=== GIVEN RECORDS ===

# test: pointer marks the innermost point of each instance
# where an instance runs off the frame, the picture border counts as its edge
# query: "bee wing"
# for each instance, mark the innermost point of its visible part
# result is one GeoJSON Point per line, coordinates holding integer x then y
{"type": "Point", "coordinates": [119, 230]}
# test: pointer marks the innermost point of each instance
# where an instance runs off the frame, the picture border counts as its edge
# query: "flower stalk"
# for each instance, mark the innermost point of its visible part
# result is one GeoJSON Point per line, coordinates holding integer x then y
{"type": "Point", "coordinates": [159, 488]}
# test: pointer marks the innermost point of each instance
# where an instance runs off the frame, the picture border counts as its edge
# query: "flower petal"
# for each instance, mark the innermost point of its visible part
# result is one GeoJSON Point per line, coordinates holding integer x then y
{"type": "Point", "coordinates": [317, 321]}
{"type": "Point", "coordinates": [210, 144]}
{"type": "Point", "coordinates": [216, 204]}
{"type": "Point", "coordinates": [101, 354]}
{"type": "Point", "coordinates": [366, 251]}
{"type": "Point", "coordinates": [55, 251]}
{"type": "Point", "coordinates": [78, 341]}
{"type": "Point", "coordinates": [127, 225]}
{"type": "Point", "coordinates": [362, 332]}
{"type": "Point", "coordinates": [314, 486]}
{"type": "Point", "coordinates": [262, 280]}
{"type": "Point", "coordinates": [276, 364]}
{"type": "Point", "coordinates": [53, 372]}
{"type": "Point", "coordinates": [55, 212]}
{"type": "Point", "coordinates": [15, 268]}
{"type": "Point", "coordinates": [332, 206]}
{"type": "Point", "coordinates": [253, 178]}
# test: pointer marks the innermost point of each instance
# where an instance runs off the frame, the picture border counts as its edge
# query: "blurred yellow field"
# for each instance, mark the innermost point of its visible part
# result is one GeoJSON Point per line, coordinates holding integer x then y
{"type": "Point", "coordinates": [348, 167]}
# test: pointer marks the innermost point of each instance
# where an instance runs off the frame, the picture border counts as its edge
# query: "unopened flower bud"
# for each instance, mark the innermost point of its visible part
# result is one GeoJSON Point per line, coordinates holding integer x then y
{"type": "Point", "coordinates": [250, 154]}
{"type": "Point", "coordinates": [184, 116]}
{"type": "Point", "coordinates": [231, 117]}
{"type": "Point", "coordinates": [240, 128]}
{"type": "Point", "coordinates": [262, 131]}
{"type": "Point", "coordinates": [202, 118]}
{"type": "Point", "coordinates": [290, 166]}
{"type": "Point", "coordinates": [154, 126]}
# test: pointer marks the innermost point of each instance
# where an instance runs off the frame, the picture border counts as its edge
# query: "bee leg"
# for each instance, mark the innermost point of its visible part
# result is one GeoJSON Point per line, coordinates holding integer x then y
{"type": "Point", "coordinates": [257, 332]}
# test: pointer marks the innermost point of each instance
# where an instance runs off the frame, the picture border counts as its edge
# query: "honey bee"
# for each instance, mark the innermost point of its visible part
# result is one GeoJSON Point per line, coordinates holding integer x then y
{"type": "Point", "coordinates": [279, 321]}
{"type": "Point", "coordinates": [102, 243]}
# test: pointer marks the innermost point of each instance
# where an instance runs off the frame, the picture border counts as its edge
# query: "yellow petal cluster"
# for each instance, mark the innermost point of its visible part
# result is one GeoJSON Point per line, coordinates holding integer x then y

===

Please find each line in the items above that contains the word "flower" and copy those lines out.

__WRITTEN RESPONSE__:
# query: "flower stalk"
# query: "flower petal"
# query: "unopened flower bud"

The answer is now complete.